> [BERDASARKAN INFORMASI]
- a) Jawab pertanyaan berikut berdasarkan kutipan halaman tentang hoaks.
(i) Berapa denda paling banyak bagi penyebar hoaks?
(ii) Siapa nama pengamat media sosial yang dikutip?
(iii) Pada hari apa pengamat itu dihubungi CNNIndonesia.com?
- b) Sebutkan semua ciri misinformasi yang dinyatakan dalam kutipan halaman tentang hoaks.
- c) Teruskan tulisan tentang hoaks ini mulai dari sesudah kalimat terakhirnya.

> [KUTIPAN HALAMAN]
----------
Penyebar hoaks atau berita bohong terancam hukuman kurungan hingga enam tahun penjara dan denda paling banyak Rp1 Miliar karena melanggar UU Informasi dan Transaksi Eletkronik (UU ITE).
Akan tetapi, pengamat media sosial Enda Nasution mengatakan harus ada pembedaan antara disinformasi dan misinformasi terutama jika dikaitkan dengan urusan hukum.
Enda menjelaskan bahwa informasi palsu atau hoaks yang dibuat dengan sengaja dan bertujuan untuk menimbulkan kerugian, maka disebut disinformasi.
"Ini sebenarnya yang disebut hoaks itu dan bisa dituntut secara hukum," kata Enda saat dihubungi CNNIndonesia.com, Sabtu, (4/4).
Kemudian, misinformasi adalah penyebaran data, berita yang salah atau tidak akurat tanpa ada niat jahat dan tidak disengaja.
----------
> [INFORMASI SUMBER]
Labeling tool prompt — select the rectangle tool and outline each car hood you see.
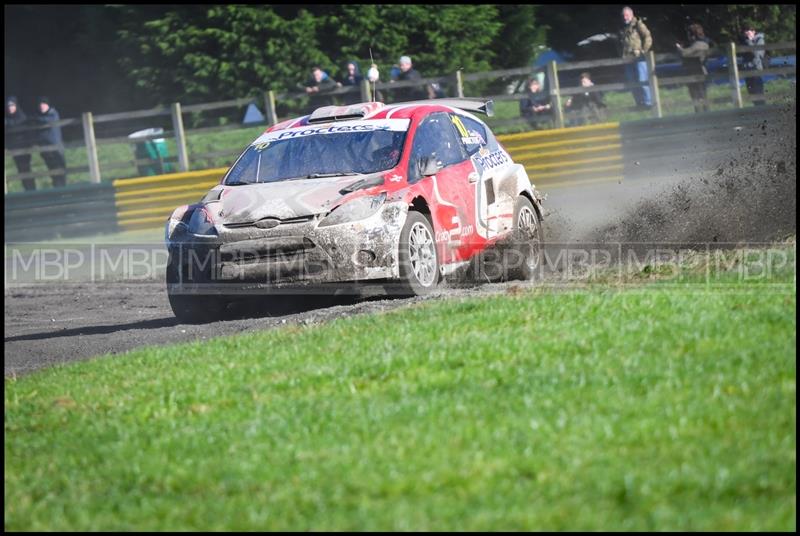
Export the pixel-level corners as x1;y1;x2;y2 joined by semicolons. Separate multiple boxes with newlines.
219;174;381;224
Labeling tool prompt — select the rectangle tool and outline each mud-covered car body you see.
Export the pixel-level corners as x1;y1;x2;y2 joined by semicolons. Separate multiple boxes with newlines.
166;101;542;296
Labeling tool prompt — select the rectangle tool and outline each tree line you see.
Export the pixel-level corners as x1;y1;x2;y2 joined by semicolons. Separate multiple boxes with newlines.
5;4;796;117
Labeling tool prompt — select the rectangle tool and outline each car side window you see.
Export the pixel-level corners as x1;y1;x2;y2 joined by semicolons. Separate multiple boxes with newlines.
452;115;489;156
408;112;466;182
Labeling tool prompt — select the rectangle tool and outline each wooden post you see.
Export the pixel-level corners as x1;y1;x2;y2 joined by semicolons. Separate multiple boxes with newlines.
264;89;278;126
81;112;100;183
456;69;464;99
547;60;564;128
728;43;744;108
172;102;189;171
359;78;373;102
647;50;663;118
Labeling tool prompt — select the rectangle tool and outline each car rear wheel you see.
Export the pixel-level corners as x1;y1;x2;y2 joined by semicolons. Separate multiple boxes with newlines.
505;196;543;280
399;211;439;296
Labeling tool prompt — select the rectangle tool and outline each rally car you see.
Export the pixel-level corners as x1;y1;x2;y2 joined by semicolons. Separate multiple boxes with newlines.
166;99;543;322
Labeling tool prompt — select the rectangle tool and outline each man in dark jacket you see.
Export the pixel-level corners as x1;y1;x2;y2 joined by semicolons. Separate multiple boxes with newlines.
742;25;766;106
675;24;711;113
33;97;67;188
519;77;553;126
619;7;653;108
5;96;36;190
394;56;428;102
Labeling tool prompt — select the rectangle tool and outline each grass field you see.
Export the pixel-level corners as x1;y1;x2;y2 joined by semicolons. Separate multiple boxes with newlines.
5;245;796;531
5;76;796;192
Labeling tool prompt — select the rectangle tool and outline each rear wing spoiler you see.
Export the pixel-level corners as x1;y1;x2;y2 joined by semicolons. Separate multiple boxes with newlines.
397;99;494;117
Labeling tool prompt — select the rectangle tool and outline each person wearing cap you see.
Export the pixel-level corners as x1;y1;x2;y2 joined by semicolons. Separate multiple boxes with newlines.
33;97;67;188
741;24;767;106
394;56;428;102
5;96;36;190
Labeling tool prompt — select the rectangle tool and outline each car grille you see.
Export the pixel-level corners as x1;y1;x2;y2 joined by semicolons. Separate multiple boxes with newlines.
220;237;316;265
223;214;314;229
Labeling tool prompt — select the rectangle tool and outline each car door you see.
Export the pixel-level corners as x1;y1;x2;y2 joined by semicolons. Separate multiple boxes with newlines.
452;114;516;242
409;112;475;264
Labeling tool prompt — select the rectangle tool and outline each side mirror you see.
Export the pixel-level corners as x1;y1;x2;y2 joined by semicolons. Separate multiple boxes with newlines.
419;155;444;177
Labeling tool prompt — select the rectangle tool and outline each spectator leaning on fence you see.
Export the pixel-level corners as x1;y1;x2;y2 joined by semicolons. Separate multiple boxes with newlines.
519;78;553;124
619;7;653;108
742;25;767;106
33;97;67;187
5;96;36;190
675;24;711;113
564;73;606;126
394;56;428;102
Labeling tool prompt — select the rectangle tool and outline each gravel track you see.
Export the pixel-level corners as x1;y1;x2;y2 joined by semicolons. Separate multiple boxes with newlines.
4;102;797;377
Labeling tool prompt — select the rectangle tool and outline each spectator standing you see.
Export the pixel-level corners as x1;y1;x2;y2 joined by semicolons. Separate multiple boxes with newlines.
33;97;67;188
519;78;552;126
742;25;767;106
395;56;428;101
675;24;711;113
619;6;653;109
341;60;364;104
305;65;336;113
367;63;386;102
564;73;606;125
5;96;36;190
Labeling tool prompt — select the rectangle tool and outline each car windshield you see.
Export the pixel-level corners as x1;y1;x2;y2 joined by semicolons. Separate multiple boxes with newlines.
225;120;409;185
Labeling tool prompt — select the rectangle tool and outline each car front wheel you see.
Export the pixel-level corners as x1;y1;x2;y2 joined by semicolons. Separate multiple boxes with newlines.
399;211;439;296
505;196;543;280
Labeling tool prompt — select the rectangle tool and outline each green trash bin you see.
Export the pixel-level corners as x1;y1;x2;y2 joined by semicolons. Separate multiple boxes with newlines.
128;128;175;176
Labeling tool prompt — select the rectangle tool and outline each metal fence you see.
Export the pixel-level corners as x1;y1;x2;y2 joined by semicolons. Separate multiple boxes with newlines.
4;41;796;193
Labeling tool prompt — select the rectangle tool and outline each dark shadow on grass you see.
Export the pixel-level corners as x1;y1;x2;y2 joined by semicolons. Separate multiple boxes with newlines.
4;294;396;343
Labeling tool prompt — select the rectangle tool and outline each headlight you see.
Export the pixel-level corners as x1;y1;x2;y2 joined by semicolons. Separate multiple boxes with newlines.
164;205;189;243
184;207;217;235
319;192;386;227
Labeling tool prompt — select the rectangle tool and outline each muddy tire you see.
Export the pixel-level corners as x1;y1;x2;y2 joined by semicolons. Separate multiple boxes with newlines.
504;196;544;280
397;211;440;296
167;251;230;324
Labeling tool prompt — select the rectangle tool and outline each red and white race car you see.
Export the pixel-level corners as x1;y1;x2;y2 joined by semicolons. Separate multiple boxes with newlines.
166;99;543;321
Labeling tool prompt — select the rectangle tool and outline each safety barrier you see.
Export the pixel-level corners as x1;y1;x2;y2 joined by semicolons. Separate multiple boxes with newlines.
112;168;227;231
497;123;623;187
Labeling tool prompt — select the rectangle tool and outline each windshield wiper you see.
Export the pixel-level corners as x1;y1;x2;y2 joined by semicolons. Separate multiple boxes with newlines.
304;171;359;179
275;171;361;182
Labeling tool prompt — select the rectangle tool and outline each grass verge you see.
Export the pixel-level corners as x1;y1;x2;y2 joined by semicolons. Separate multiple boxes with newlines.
5;243;796;531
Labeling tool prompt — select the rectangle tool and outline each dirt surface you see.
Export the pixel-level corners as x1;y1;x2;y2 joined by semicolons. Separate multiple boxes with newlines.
4;106;797;377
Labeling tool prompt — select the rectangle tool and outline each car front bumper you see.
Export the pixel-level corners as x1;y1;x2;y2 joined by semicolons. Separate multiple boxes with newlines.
168;202;408;290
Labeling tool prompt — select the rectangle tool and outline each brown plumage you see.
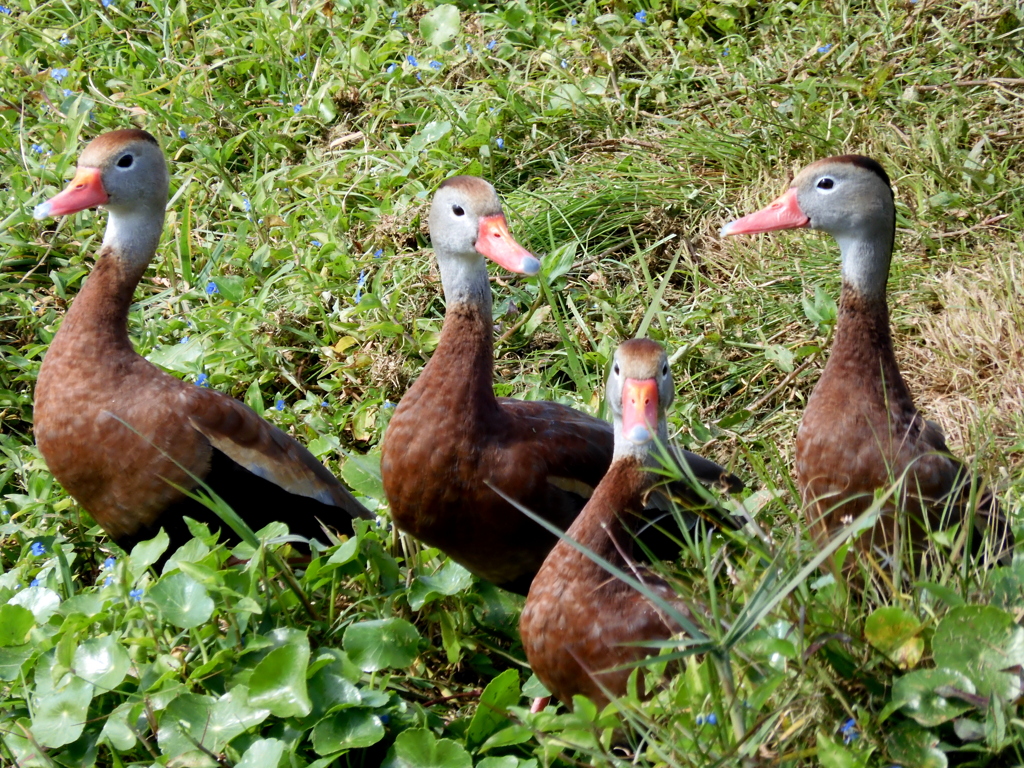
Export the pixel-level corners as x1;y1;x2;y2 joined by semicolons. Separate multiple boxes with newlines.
722;155;1011;555
519;339;690;708
34;130;370;552
381;176;742;594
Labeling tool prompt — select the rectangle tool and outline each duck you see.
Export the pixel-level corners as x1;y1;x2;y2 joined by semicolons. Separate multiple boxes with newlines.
519;339;692;711
381;176;742;595
34;129;373;553
722;155;1012;562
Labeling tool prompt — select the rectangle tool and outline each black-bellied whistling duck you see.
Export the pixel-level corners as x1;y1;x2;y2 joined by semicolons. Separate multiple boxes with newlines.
519;339;690;708
722;155;1010;565
381;176;742;594
35;130;370;551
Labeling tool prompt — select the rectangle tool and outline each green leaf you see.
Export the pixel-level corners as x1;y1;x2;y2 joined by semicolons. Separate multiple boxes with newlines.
234;738;285;768
32;677;92;746
0;605;36;648
312;709;384;755
420;4;460;46
249;632;312;718
73;635;131;692
892;669;974;727
150;571;214;629
128;528;171;577
932;605;1024;700
466;670;521;745
342;618;420;672
381;728;473;768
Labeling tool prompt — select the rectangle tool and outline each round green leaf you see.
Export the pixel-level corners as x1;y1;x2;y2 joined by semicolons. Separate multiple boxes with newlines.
150;571;213;630
342;618;420;672
249;635;312;718
381;728;473;768
73;635;131;692
313;710;384;755
32;677;92;746
892;669;984;727
420;4;460;45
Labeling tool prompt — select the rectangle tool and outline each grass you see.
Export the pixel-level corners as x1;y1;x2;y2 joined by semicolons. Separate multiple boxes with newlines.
0;0;1024;768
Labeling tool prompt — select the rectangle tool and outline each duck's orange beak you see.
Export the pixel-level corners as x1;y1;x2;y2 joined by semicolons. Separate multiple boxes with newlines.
722;187;811;238
32;166;110;219
623;379;657;445
476;213;541;274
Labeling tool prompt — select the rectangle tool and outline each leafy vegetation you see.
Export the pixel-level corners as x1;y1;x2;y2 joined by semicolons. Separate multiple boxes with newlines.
0;0;1024;768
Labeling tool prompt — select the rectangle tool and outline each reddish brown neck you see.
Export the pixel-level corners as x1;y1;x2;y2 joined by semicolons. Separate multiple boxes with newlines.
821;284;913;410
415;302;501;423
48;248;141;358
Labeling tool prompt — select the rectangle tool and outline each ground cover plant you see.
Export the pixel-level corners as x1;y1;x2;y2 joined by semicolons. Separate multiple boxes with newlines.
0;0;1024;768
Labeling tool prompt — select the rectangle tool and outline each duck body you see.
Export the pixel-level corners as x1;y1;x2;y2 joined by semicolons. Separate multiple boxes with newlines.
519;339;690;708
381;176;742;594
34;130;370;551
723;155;1009;553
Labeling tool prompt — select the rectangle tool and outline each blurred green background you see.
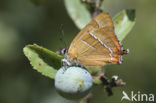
----------
> [JAWABAN ANDA]
- a)
(i) Rp1 Miliar.
(ii) Enda Nasution.
(iii) Sabtu (4/4).

- b)
- penyebaran data atau berita yang salah atau tidak akurat
- tanpa ada niat jahat
- tidak disengaja

- c)
Biasanya misinformasi merupakan kegiatan penyebaran ulang informasi hoaks yang terlanjur sudah beredar di media sosial. Misinformasi juga biasanya terjadi akibat penyampaian informasi dari mulut ke mulut yang memungkinkan penambahan atau pengurangan informasi."Misinformasi itu informasi salah, tapi bukan hoaks. Kalau info, data, berita yang salah atau tidak akurat, tanpa ada maksud jahat atau kesengajaan, dan tidak merugikan maka jatuhnya misinformasi," kata Enda.
"Contoh, pejabat bilang ada korban meninggal tapi negatif corona. Dua Minggu kemudian ternyata positif, berarti info pertamanya salah. Ini Misinformasi tapi bukan hoaks," lanjutnya.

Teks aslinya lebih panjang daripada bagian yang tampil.